Start of RECORDS FOR PROCESSING
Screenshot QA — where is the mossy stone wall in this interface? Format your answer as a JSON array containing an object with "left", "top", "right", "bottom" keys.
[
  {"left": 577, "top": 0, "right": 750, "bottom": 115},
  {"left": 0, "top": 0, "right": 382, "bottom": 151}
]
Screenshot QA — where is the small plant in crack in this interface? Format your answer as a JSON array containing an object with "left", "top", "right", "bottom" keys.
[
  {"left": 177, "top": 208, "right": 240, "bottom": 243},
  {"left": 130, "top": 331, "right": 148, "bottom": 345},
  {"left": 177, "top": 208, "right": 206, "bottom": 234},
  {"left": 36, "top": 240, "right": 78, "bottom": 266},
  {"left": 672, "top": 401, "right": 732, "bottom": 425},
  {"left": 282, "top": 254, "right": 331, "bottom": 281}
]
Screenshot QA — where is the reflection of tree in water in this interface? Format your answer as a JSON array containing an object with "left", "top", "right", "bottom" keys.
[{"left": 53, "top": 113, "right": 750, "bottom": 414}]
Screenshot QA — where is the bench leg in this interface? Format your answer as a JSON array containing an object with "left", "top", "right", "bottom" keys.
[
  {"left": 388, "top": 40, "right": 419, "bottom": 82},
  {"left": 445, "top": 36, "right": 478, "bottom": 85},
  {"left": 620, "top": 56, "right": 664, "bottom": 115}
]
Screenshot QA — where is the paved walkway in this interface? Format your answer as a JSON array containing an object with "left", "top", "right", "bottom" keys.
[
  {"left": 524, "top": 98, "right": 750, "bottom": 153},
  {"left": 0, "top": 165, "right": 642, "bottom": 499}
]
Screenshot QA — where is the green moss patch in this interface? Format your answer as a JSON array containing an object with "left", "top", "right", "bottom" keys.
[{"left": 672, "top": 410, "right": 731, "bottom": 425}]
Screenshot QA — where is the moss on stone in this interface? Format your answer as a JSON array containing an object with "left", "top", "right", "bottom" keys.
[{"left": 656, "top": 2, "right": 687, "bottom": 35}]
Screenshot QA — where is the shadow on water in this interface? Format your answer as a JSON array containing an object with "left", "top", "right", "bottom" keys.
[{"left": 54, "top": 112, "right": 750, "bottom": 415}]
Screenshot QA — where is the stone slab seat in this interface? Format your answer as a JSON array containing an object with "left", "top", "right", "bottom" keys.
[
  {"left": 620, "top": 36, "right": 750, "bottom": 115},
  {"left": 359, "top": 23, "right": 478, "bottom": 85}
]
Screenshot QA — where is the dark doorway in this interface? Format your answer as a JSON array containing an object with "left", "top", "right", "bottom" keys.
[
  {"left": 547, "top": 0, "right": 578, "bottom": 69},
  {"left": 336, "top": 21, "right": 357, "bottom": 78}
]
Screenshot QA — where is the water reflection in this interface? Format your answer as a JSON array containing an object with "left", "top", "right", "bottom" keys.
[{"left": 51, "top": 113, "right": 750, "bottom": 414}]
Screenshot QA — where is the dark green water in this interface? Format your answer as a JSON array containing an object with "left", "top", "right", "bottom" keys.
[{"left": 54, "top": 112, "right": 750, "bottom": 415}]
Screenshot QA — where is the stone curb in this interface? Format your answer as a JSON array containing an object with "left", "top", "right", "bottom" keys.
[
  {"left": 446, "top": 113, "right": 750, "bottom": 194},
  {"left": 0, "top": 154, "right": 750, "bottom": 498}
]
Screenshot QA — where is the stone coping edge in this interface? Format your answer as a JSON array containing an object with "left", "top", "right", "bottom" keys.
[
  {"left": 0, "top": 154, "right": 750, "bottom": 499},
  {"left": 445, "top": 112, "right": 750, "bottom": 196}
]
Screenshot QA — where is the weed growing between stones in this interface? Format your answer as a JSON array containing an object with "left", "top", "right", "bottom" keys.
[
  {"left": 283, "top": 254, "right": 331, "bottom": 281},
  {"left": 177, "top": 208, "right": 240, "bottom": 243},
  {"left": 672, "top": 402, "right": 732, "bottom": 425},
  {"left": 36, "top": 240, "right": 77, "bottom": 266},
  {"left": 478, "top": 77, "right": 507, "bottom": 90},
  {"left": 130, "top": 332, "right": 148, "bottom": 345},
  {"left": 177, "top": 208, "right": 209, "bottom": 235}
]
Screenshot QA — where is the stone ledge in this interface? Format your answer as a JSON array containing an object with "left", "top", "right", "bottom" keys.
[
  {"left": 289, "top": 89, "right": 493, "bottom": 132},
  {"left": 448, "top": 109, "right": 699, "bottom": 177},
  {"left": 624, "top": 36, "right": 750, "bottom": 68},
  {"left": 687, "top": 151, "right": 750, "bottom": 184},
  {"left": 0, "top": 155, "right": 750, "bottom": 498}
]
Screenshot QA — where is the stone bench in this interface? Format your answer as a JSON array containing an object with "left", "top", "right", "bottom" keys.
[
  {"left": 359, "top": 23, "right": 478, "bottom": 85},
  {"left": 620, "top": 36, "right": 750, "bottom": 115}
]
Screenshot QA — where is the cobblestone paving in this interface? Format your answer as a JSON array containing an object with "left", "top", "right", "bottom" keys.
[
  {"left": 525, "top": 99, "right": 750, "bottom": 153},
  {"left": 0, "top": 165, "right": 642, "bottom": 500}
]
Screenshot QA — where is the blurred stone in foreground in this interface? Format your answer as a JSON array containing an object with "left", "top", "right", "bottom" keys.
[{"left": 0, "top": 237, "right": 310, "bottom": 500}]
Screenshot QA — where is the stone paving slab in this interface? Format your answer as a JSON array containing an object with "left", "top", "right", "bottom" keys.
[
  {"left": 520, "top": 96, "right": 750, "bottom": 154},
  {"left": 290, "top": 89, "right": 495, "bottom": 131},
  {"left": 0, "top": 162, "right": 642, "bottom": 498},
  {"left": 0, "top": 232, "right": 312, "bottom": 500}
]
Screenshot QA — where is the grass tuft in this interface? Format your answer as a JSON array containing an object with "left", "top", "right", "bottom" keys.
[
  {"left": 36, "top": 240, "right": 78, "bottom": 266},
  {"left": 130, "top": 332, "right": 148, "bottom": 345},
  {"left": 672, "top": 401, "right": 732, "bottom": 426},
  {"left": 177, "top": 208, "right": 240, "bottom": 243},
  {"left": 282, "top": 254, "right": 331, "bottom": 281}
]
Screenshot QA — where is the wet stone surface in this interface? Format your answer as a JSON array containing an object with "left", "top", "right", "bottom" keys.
End of RECORDS FOR PROCESSING
● **SET EXERCISE**
Return each entry from above without altering a single character.

● **TASK ANSWER**
Screenshot QA — where is the mossy stone wall in this interface? Format your answer as a JSON array containing an object with "left", "top", "right", "bottom" keys.
[
  {"left": 577, "top": 0, "right": 750, "bottom": 115},
  {"left": 0, "top": 0, "right": 382, "bottom": 151}
]
Screenshot QA — where is the small plant in crack in this interface? Format your answer as a JSON array containing an object with "left", "top", "right", "bottom" keys.
[
  {"left": 177, "top": 208, "right": 240, "bottom": 243},
  {"left": 130, "top": 331, "right": 148, "bottom": 345},
  {"left": 177, "top": 208, "right": 206, "bottom": 234},
  {"left": 36, "top": 240, "right": 78, "bottom": 266},
  {"left": 672, "top": 401, "right": 732, "bottom": 425},
  {"left": 282, "top": 254, "right": 331, "bottom": 281}
]
Screenshot QA — where is the reflection of tree in water in this interface? Format your answer as a JSON array containing an object with "left", "top", "right", "bottom" keys.
[{"left": 53, "top": 113, "right": 750, "bottom": 414}]
Screenshot QA — where is the bench leg in this interface? Format your answer as a JSON array containing an object with "left", "top", "right", "bottom" keys.
[
  {"left": 388, "top": 40, "right": 419, "bottom": 82},
  {"left": 445, "top": 36, "right": 478, "bottom": 85},
  {"left": 620, "top": 56, "right": 664, "bottom": 115}
]
Screenshot QA — where is the paved walkway in this interface? Format your answer as a JSON array containing an object with "left", "top", "right", "bottom" keys.
[
  {"left": 524, "top": 98, "right": 750, "bottom": 153},
  {"left": 0, "top": 165, "right": 642, "bottom": 499}
]
Screenshot QA — where is the green moss patch in this interface? Format your answer as a JSON array containing an object with "left", "top", "right", "bottom" keys.
[{"left": 672, "top": 410, "right": 731, "bottom": 425}]
Screenshot QA — where is the moss on stone in this interface? Format your answer as a JSON array containing an object with "left", "top", "right", "bottom" keys.
[{"left": 656, "top": 2, "right": 687, "bottom": 35}]
Screenshot QA — where is the shadow on water in this interface? Format your answer as a JSON array containing an object with "left", "top", "right", "bottom" keys.
[{"left": 54, "top": 112, "right": 750, "bottom": 415}]
Screenshot QA — where is the stone slab seat in this interface? Format your answer as a JSON array containing an object with "left", "top", "right", "bottom" keys.
[
  {"left": 620, "top": 36, "right": 750, "bottom": 115},
  {"left": 359, "top": 23, "right": 478, "bottom": 85}
]
Screenshot QA — where is the dark doorway in this interface? Format your answer as a JSON array containing an object with "left", "top", "right", "bottom" keys.
[
  {"left": 547, "top": 0, "right": 578, "bottom": 69},
  {"left": 336, "top": 21, "right": 357, "bottom": 78}
]
Screenshot QA — where is the water reflection in this interface? Format your answer as a JSON array containing an object with "left", "top", "right", "bottom" keys.
[{"left": 51, "top": 113, "right": 750, "bottom": 414}]
Screenshot QA — where is the dark green water in this interface? Format your answer as a JSON array containing an object with "left", "top", "right", "bottom" keys.
[{"left": 54, "top": 112, "right": 750, "bottom": 415}]
Screenshot QA — where is the stone curb in this interface? Format your answer as a JSON array containing an object with "left", "top", "right", "bottom" keys.
[
  {"left": 446, "top": 113, "right": 750, "bottom": 194},
  {"left": 0, "top": 154, "right": 750, "bottom": 498}
]
Screenshot QA — where is the stone coping edge in this interface? Format your answer as a JSON array containing an object with "left", "top", "right", "bottom" keys.
[
  {"left": 0, "top": 154, "right": 750, "bottom": 499},
  {"left": 445, "top": 112, "right": 750, "bottom": 196}
]
Screenshot QA — where is the weed growing between stones in this interface? Format your answer as a JSON array containing an object with "left", "top", "right", "bottom" keys.
[
  {"left": 283, "top": 254, "right": 331, "bottom": 281},
  {"left": 177, "top": 208, "right": 240, "bottom": 243},
  {"left": 672, "top": 402, "right": 732, "bottom": 425},
  {"left": 36, "top": 240, "right": 77, "bottom": 266},
  {"left": 478, "top": 77, "right": 507, "bottom": 90},
  {"left": 130, "top": 332, "right": 148, "bottom": 345},
  {"left": 177, "top": 208, "right": 209, "bottom": 235}
]
Screenshot QA — where is the stone ledge in this interface? Format your answer as a JSON array containing an object with "left", "top", "right", "bottom" keys.
[
  {"left": 289, "top": 89, "right": 493, "bottom": 132},
  {"left": 448, "top": 109, "right": 699, "bottom": 177},
  {"left": 624, "top": 36, "right": 750, "bottom": 68},
  {"left": 687, "top": 151, "right": 750, "bottom": 184},
  {"left": 0, "top": 155, "right": 750, "bottom": 498}
]
Screenshot QA — where is the stone bench in this interface? Format your answer as a JSON array containing an object with "left", "top", "right", "bottom" keys.
[
  {"left": 359, "top": 23, "right": 478, "bottom": 85},
  {"left": 620, "top": 36, "right": 750, "bottom": 115}
]
Screenshot QA — where is the cobblestone paving in this interface? Format your answer as a JSON array containing an object with "left", "top", "right", "bottom" keys.
[
  {"left": 525, "top": 99, "right": 750, "bottom": 153},
  {"left": 0, "top": 165, "right": 642, "bottom": 500}
]
Screenshot QA — where is the blurred stone in foreground in this interface? Format your answer as a JSON array containing an object with "left", "top", "right", "bottom" keys.
[{"left": 0, "top": 237, "right": 310, "bottom": 500}]
Screenshot QA — where is the stone paving slab in this interface? Format your answer as a JSON array containing an object with "left", "top", "right", "bottom" keys.
[
  {"left": 520, "top": 96, "right": 750, "bottom": 154},
  {"left": 290, "top": 89, "right": 495, "bottom": 131},
  {"left": 0, "top": 162, "right": 642, "bottom": 498},
  {"left": 0, "top": 232, "right": 312, "bottom": 500}
]
Screenshot QA — where is the grass tuft in this interface? Format your answer as a JSON array containing an object with "left", "top", "right", "bottom" keys.
[
  {"left": 36, "top": 240, "right": 78, "bottom": 266},
  {"left": 130, "top": 332, "right": 148, "bottom": 345},
  {"left": 672, "top": 401, "right": 732, "bottom": 426},
  {"left": 177, "top": 208, "right": 240, "bottom": 243},
  {"left": 282, "top": 254, "right": 331, "bottom": 281}
]
Screenshot QA — where is the wet stone surface in this interface? Format your answer as a JSON array containing an object with "left", "top", "right", "bottom" keys.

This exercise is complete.